Data rows

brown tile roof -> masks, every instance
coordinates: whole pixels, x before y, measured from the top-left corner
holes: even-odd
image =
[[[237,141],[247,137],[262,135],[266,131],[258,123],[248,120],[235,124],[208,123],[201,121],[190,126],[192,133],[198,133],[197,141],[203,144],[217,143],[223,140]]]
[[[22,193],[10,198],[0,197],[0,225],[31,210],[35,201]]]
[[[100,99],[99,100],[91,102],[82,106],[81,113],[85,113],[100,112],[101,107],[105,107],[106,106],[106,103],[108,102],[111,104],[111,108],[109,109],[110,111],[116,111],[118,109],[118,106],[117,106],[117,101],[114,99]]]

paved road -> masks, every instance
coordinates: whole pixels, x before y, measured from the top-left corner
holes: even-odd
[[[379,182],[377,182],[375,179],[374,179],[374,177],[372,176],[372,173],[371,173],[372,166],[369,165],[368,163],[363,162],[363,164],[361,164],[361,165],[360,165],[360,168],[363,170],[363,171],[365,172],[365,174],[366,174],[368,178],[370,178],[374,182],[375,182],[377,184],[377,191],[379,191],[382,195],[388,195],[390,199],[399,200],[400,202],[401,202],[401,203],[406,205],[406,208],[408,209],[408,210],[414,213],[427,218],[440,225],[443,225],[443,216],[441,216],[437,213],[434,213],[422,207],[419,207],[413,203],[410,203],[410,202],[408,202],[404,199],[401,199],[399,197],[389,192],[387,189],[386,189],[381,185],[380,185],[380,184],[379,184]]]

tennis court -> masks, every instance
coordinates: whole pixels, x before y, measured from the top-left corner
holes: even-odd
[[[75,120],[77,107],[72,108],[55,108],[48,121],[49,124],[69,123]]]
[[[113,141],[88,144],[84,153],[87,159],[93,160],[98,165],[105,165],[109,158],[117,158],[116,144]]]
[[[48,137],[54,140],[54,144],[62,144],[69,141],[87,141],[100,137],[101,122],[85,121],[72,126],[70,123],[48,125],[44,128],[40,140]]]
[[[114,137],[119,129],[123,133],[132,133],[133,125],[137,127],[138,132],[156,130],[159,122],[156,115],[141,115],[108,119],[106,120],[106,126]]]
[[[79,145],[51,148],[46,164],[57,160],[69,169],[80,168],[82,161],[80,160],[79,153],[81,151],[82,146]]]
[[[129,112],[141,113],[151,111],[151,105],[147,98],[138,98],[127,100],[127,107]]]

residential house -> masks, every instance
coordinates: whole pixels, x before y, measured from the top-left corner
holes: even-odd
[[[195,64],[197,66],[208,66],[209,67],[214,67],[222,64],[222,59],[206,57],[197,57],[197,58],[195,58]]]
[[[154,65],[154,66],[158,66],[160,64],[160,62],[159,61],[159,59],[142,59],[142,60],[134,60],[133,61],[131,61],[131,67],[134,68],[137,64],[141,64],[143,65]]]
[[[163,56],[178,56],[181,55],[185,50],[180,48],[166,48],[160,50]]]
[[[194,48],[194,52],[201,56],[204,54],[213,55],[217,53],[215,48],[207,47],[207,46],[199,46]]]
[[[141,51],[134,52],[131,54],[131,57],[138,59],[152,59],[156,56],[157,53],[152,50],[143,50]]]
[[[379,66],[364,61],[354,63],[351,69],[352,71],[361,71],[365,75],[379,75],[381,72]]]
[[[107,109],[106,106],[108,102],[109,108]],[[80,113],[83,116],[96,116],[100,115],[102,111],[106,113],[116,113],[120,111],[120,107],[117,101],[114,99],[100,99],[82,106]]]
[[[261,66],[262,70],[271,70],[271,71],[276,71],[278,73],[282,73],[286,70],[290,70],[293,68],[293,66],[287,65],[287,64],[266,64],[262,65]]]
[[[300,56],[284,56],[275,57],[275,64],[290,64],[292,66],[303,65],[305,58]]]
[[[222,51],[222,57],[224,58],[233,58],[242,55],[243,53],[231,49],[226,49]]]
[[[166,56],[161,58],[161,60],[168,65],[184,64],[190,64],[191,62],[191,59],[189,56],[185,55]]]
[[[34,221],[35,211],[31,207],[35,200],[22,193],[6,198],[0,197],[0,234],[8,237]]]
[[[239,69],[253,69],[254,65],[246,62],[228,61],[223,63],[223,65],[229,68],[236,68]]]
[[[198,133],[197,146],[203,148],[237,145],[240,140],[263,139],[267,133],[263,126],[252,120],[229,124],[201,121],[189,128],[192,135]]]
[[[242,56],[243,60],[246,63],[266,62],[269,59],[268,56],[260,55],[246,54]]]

Task instructions
Extract every line of the items above that contains the word "masks".

Solution to the exercise
brown tile roof -> masks, every instance
paved road -> masks, every instance
tennis court -> masks, every instance
residential house -> masks, every instance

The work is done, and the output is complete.